Dataset records about object locations
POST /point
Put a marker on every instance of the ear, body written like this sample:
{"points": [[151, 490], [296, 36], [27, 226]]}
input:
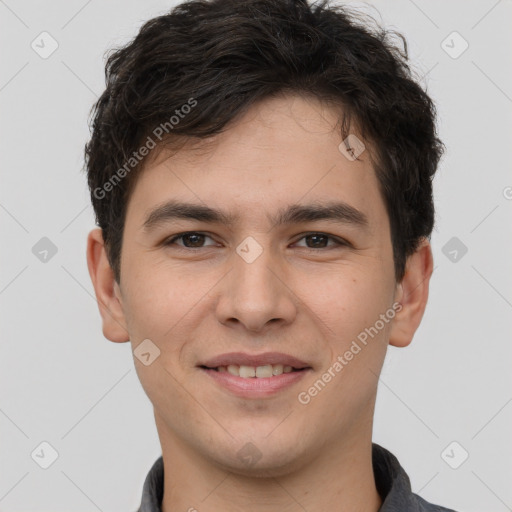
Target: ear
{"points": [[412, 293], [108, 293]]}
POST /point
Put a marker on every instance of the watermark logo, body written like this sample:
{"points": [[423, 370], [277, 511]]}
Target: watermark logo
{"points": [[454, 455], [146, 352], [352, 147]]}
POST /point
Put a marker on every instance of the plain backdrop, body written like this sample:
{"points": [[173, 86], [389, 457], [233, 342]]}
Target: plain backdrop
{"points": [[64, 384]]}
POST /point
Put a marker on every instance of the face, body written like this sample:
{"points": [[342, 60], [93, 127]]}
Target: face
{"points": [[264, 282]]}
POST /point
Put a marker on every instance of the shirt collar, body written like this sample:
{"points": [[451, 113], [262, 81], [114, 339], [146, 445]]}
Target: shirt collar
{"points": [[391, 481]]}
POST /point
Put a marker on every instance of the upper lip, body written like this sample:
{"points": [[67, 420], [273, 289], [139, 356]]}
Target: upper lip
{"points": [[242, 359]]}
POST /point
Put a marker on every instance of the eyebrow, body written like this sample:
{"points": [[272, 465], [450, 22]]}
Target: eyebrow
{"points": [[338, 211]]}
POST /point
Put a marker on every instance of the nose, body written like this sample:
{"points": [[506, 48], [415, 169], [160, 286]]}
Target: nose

==

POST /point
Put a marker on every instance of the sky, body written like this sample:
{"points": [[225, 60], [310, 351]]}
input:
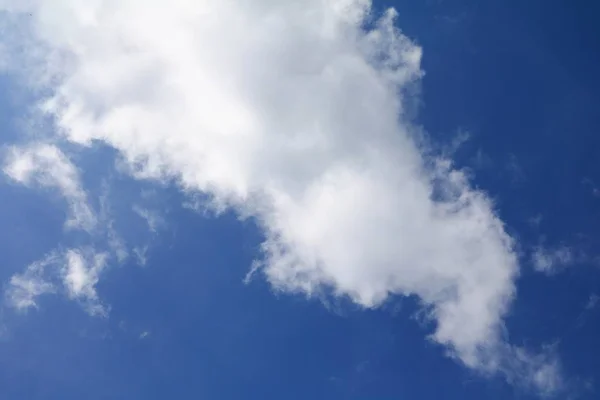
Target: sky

* * *

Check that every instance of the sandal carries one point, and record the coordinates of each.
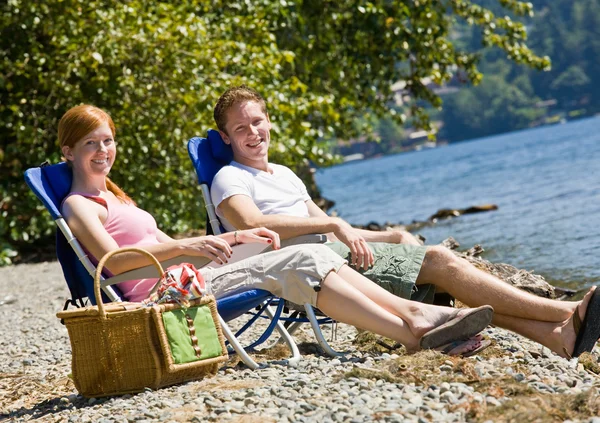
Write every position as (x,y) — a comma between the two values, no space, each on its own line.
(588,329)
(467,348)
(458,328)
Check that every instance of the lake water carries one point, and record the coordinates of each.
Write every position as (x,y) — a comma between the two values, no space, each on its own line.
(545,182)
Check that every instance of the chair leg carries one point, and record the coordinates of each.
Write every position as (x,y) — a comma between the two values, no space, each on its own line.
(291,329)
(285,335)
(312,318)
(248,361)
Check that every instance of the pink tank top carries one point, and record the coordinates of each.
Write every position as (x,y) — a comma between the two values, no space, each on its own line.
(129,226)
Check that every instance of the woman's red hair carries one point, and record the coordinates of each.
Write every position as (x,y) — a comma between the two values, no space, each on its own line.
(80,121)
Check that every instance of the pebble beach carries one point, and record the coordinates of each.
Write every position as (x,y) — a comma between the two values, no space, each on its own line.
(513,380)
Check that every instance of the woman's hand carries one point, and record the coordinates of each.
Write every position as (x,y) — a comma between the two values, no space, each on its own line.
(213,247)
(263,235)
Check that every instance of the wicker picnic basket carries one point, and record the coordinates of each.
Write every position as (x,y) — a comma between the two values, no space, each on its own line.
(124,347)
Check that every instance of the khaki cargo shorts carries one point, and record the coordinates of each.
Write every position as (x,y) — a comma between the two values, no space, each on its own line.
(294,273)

TASK DETAILS: Gather every line from the items above that contains the word "upper", and list them in the order they appear.

SOLUTION FOR THIS EXERCISE:
Put a marker on every instance of the upper lip, body written like this sample:
Target: upper lip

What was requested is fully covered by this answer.